What you are asked to do> Copy the lines below word for word, leaving out the pictures.

Data rows>
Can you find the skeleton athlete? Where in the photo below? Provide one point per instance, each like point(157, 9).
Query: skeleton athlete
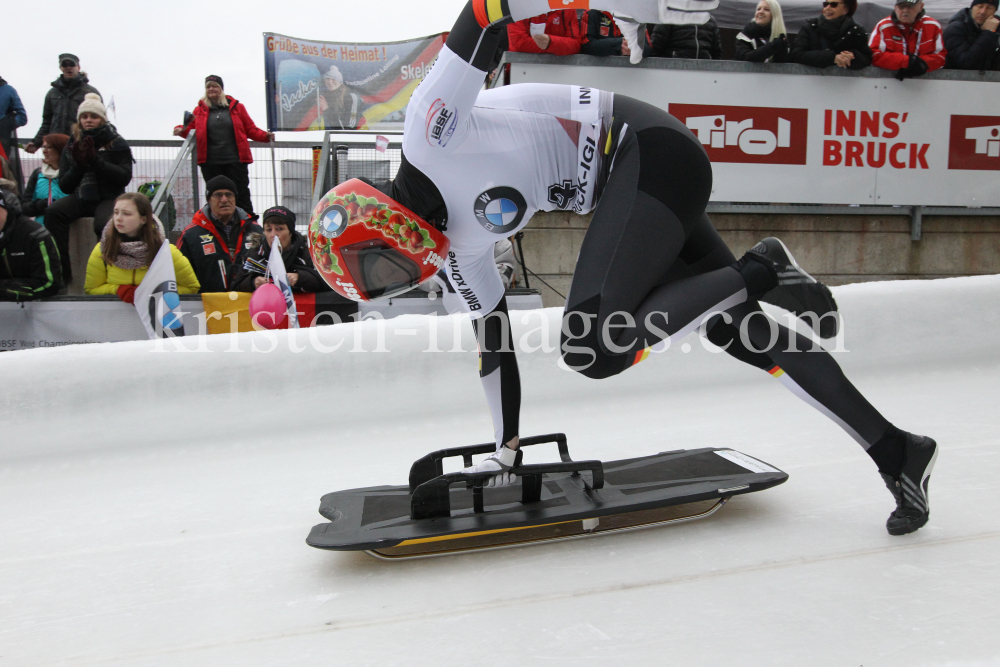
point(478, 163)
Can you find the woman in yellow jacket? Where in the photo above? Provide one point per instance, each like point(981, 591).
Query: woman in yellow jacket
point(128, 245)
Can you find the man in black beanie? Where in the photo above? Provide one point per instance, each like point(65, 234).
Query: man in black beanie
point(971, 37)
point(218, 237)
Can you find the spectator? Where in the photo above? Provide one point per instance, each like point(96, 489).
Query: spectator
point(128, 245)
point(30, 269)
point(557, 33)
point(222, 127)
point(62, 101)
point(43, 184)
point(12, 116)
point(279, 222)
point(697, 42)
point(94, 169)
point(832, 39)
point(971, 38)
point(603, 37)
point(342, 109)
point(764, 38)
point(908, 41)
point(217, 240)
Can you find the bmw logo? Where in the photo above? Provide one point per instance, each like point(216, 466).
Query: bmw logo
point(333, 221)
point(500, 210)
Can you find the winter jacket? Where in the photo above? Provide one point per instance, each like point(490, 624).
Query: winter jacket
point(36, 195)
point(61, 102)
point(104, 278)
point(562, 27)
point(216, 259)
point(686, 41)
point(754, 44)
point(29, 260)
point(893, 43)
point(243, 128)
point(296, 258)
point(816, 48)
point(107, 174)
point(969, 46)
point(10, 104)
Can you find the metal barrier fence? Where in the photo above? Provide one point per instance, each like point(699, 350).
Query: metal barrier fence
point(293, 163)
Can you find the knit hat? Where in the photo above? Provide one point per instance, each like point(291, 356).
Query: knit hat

Solved exercise>
Can you find the skeleton athlete? Where in the photo below? Provide one point per instance, each like point(157, 9).
Query: skeleton athlete
point(478, 163)
Can you find the woman in yellow jacket? Where in the photo above? Provide one point per instance, each like point(981, 591).
Query: woman in yellow jacket
point(128, 245)
Can you find the man in black beanie? Where in the photo above? Provide one point per instance, each like point(65, 234).
Query: man in black beanie
point(971, 37)
point(218, 237)
Can you find the spectator? Where in the photo above? Provide one point per instance, each like point(96, 489).
Query: spectator
point(128, 245)
point(30, 269)
point(557, 33)
point(222, 127)
point(62, 101)
point(43, 184)
point(12, 116)
point(279, 222)
point(697, 42)
point(94, 169)
point(832, 39)
point(971, 38)
point(603, 37)
point(342, 109)
point(764, 38)
point(908, 41)
point(217, 240)
Can you find the bmw logo? Where in the photo above? Provide one point per instance, each like point(216, 466).
Query: bmw logo
point(333, 221)
point(500, 210)
Can you find the winter jacket? Where in the photo above? Provide one point per instance, each like point(490, 624).
Query: winter jacket
point(36, 195)
point(61, 102)
point(104, 278)
point(562, 27)
point(216, 259)
point(686, 41)
point(754, 44)
point(29, 260)
point(893, 43)
point(243, 128)
point(296, 258)
point(816, 48)
point(107, 174)
point(969, 46)
point(10, 104)
Can you find the metal barrier fence? Where in the photo above? Provide one point per instance, each like point(699, 350).
Query: metal barrier fence
point(293, 163)
Can you find the knit hat? Where in the photo above? Provide one point per instance, each like point(291, 356).
Query: knit hat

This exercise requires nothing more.